Text shown:

====================

So it is not just lookup, but actual tree walking that is expensive. The
flip side is that you don't have to store a complete separate list of
the promised objects. Whether that's a win depends on how many local
objects you have, versus how many are promised.

But it would be possible to cache the promisor list to make the tradeoff
separately. E.g., do the walk over the promisor trees once (perhaps at
pack creation time), and store a sorted list of fixed-length (oid, type)
records that could be binary searched. You could even put it in the
.promisor file. :)

-Peff
Richard Oliver June 15, 2022, 5:40 p.m. UTC | #6
On 15/06/2022 05:00, Jeff King wrote:
> On Tue, Jun 14, 2022 at 08:35:16PM -0400, Taylor Blau wrote:
> 
>> On Tue, Jun 14, 2022 at 01:27:18PM -0400, Derrick Stolee wrote:
>>>> Did you have any other sort of performance test in mind? The remotes we
>>>> typically deal with are geographically far away and deal with a high volume
>>>> of traffic so we're keen to move behaviour to the client where it makes sense
>>>> to do so.
>>>
>>> I guess I wonder how large your promisor pack-files are in this test,
>>> since your implementation depends on for_each_packed_object(), which
>>> should be really inefficient if you're actually dealing with a large
>>> partial clone.
>>
>> I had the same thought. Storing data available in the promisor packs
>> into an oid_map is going to be expensive if there are many such objects.
>>
>> Is there a reason that we can't introduce a variant of
>> find_kept_pack_entry() that deals only with .promisor packs and look
>> these things up as-needed?
> 
> It's much worse than that. The promisor mechanism is fundamentally very
> inefficient in runtime, optimizing instead for size. Imagine I have a
> partial clone and I retrieve tree X, which points to a blob Y that I
> don't get. I have X in a promisor pack, and asking about it is
> efficient. But if I want to know about Y, I have no data structure
> mentioning Y except the tree X itself. So to enumerate all of the
> promisor edges, I have to walk all of the trees in the promisor pack.
> 
> So it is not just lookup, but actual tree walking that is expensive. The
> flip side is that you don't have to store a complete separate list of
> the promised objects. Whether that's a win depends on how many local
> objects you have, versus how many are promised.
> 
> But it would be possible to cache the promisor list to make the tradeoff
> separately. E.g., do the walk over the promisor trees once (perhaps at
> pack creation time), and store a sorted list of fixed-length (oid, type)
> records that could be binary searched. You could even put it in the
> .promisor file. :)
> 
> -Peff

I like the idea of caching the promisor list at pack creation time;
I'll start work on a patch set that implements this.

Meanwhile, is it worth considering a '--promised-as-missing' option
(or a config option) for invocations such as 'mktree --missing' that
prevents promised objects being faulted-in? Currently, the only
reliable way that I've found to prevent 'mktree --missing' faulting-in
promised objects is to remove the remote. Such an option could either
set the global variable 'fetch_if_missing' to '0' or could ensure
'OBJECT_INFO_SKIP_FETCH_OBJECT' is passed appropriately.

====================

Data listing:
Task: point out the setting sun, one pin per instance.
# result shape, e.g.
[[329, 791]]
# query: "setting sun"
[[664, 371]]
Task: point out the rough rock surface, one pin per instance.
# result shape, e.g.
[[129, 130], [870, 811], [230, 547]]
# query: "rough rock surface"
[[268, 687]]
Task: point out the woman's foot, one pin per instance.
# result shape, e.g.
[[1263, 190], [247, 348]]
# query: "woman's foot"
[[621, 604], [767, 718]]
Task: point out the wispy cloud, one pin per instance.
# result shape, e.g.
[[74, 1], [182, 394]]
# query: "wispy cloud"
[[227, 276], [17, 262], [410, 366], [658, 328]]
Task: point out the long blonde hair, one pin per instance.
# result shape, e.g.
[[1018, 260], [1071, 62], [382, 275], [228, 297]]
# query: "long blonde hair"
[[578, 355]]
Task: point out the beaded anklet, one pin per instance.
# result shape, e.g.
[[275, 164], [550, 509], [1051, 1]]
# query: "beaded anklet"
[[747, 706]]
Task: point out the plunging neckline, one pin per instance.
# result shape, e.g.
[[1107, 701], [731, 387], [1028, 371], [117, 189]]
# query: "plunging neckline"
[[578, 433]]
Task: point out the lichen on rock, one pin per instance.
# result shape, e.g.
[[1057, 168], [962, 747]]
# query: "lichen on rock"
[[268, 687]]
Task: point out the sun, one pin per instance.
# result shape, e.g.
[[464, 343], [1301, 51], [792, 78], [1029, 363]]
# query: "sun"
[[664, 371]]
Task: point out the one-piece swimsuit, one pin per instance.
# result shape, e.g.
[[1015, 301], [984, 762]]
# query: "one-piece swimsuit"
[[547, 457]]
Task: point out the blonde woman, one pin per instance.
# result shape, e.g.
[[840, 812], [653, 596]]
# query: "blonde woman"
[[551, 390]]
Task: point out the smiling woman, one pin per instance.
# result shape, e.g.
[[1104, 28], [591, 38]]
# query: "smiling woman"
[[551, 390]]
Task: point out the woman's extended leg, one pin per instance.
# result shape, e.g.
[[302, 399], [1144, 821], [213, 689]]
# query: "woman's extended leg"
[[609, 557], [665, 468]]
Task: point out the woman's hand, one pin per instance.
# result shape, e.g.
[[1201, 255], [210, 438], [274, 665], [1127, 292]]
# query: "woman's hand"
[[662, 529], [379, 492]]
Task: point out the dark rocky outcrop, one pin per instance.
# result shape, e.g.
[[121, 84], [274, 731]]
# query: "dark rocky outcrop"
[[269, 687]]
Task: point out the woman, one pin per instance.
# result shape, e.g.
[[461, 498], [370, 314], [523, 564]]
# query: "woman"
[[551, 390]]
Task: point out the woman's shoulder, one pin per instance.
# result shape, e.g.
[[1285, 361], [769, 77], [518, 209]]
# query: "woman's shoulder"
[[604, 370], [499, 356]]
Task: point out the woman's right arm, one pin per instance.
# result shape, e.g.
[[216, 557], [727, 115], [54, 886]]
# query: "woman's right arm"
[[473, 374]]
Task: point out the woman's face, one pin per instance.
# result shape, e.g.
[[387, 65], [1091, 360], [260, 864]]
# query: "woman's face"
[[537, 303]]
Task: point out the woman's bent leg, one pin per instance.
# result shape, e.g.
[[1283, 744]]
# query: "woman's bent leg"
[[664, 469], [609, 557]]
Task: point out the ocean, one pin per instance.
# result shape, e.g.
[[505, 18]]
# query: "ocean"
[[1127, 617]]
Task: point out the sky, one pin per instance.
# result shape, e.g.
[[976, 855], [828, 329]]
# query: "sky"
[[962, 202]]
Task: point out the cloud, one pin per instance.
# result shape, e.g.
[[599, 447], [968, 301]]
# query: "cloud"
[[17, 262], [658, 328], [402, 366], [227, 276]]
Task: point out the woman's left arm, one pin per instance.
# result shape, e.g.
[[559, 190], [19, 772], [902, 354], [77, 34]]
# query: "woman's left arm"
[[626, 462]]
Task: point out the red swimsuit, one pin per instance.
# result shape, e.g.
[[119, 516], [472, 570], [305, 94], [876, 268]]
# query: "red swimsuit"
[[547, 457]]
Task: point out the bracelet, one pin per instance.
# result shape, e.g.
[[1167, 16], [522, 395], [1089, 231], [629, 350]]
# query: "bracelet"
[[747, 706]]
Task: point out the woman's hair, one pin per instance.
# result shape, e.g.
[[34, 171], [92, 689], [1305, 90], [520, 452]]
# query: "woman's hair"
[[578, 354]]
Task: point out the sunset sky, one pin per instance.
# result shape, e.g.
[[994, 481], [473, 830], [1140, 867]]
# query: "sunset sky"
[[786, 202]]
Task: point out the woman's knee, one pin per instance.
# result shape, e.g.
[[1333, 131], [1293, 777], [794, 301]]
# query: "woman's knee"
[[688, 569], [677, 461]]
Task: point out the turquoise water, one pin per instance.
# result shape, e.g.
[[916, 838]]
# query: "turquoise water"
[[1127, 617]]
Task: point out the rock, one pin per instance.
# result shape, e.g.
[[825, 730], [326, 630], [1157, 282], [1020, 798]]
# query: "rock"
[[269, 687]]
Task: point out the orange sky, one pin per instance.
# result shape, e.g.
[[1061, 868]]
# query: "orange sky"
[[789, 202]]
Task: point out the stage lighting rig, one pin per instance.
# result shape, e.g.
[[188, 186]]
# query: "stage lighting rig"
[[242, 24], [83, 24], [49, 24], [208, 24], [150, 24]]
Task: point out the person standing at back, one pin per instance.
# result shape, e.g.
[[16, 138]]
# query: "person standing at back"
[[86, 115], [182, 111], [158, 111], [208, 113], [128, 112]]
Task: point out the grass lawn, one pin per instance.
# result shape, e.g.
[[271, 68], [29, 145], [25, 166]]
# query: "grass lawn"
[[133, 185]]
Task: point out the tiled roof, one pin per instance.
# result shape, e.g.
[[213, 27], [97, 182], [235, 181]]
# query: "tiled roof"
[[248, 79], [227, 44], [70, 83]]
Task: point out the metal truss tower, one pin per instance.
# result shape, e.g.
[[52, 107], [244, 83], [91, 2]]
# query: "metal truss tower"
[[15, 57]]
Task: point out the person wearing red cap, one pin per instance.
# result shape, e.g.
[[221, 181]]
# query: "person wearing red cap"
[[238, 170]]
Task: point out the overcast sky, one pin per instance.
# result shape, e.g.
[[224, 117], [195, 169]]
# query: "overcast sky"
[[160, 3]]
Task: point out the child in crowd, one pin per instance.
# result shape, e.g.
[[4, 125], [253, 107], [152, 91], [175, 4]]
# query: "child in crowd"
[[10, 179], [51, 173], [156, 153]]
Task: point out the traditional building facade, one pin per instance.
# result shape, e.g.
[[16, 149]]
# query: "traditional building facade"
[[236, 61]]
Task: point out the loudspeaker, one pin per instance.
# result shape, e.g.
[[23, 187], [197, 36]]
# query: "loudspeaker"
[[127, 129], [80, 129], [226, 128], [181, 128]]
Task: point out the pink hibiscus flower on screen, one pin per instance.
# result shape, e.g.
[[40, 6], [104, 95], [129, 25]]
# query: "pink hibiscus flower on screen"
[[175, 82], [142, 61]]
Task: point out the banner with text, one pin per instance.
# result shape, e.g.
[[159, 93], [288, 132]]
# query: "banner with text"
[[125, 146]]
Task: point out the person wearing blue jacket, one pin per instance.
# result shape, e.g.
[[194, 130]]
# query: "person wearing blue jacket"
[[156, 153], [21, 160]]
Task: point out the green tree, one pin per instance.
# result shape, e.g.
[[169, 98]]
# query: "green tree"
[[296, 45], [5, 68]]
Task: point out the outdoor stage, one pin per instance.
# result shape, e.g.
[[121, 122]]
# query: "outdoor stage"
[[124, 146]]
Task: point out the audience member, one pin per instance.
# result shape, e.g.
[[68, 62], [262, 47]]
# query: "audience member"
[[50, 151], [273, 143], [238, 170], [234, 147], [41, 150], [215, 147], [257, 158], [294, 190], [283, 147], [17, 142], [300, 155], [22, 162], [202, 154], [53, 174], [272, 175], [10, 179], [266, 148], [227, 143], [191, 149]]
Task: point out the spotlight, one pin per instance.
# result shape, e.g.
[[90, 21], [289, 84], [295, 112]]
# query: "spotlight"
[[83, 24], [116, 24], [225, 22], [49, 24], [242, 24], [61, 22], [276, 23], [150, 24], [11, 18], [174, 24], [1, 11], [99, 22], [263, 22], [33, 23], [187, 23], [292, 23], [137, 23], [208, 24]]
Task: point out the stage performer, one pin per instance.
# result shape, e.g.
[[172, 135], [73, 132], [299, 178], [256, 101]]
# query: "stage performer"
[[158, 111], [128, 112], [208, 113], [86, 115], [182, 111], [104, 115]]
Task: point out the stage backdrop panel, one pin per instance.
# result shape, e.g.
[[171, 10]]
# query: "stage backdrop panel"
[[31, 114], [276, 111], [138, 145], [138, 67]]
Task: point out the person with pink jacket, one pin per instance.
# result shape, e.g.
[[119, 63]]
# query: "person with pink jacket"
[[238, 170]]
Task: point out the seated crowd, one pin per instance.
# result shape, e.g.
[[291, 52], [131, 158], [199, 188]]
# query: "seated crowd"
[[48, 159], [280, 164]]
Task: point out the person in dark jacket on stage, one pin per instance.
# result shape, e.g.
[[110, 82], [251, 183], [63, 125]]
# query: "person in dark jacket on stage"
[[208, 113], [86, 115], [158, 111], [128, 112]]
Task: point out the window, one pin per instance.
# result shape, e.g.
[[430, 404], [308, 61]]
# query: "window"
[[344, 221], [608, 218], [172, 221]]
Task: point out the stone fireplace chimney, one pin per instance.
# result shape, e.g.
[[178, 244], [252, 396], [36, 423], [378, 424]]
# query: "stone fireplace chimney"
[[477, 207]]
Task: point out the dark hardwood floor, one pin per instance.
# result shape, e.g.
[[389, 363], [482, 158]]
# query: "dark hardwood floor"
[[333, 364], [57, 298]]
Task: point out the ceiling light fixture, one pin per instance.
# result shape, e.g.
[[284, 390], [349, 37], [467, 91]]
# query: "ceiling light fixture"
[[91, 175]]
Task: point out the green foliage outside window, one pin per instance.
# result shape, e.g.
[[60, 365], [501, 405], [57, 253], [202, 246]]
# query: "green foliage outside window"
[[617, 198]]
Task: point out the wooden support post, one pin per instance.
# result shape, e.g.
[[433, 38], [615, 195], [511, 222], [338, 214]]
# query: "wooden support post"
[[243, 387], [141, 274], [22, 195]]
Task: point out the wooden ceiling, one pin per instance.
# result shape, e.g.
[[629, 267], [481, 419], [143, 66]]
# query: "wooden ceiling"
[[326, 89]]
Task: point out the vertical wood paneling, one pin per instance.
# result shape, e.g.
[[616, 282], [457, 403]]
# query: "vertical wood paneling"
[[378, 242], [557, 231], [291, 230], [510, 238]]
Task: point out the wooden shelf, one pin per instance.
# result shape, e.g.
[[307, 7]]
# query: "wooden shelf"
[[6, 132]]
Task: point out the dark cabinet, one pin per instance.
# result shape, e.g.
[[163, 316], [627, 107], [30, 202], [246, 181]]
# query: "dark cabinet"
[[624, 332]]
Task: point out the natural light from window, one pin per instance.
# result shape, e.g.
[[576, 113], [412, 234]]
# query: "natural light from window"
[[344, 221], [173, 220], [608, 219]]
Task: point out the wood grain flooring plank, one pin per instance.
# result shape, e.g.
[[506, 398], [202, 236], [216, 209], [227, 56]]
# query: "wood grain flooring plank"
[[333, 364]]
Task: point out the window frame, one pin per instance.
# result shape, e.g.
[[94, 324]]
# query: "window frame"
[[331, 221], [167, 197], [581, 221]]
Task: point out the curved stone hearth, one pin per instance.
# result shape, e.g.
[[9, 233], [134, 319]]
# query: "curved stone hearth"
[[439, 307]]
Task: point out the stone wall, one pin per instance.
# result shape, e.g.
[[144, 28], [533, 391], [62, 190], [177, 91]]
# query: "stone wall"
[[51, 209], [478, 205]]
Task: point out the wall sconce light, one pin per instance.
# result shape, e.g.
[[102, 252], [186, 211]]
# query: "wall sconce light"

====================

What to produce:
According to the thread on promisor packs, what is the only reliable way Richard Oliver has found to stop 'mktree --missing' from faulting in promised objects? The lines that come after the thread are separate material and have no connection to it.

Solved exercise:
Removing the remote.